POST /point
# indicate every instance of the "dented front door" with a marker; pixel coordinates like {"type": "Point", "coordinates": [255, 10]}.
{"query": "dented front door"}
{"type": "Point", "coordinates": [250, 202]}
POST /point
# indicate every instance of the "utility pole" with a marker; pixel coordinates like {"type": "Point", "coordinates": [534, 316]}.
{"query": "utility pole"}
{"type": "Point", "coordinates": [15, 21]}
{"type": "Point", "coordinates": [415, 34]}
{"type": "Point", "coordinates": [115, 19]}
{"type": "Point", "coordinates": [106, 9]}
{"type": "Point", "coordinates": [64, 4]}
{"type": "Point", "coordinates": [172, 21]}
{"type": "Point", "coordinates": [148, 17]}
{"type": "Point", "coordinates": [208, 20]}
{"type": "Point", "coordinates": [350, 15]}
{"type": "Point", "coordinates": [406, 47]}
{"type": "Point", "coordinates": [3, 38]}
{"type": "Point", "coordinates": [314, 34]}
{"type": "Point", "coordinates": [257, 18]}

DIRECTIONS FOR THIS TASK:
Retype all of the records above without a single alteration.

THE COMPLETED TASK:
POST /point
# indicate every instance of the "dented front door" with a marker; pixel coordinates like {"type": "Point", "coordinates": [255, 10]}.
{"query": "dented front door"}
{"type": "Point", "coordinates": [250, 202]}
POST /point
# indicate every instance of the "utility pole" with a marker; pixel coordinates like {"type": "Point", "coordinates": [534, 316]}.
{"query": "utility pole"}
{"type": "Point", "coordinates": [15, 21]}
{"type": "Point", "coordinates": [415, 34]}
{"type": "Point", "coordinates": [115, 19]}
{"type": "Point", "coordinates": [106, 9]}
{"type": "Point", "coordinates": [64, 4]}
{"type": "Point", "coordinates": [172, 21]}
{"type": "Point", "coordinates": [148, 17]}
{"type": "Point", "coordinates": [208, 20]}
{"type": "Point", "coordinates": [350, 15]}
{"type": "Point", "coordinates": [406, 47]}
{"type": "Point", "coordinates": [3, 38]}
{"type": "Point", "coordinates": [314, 34]}
{"type": "Point", "coordinates": [257, 18]}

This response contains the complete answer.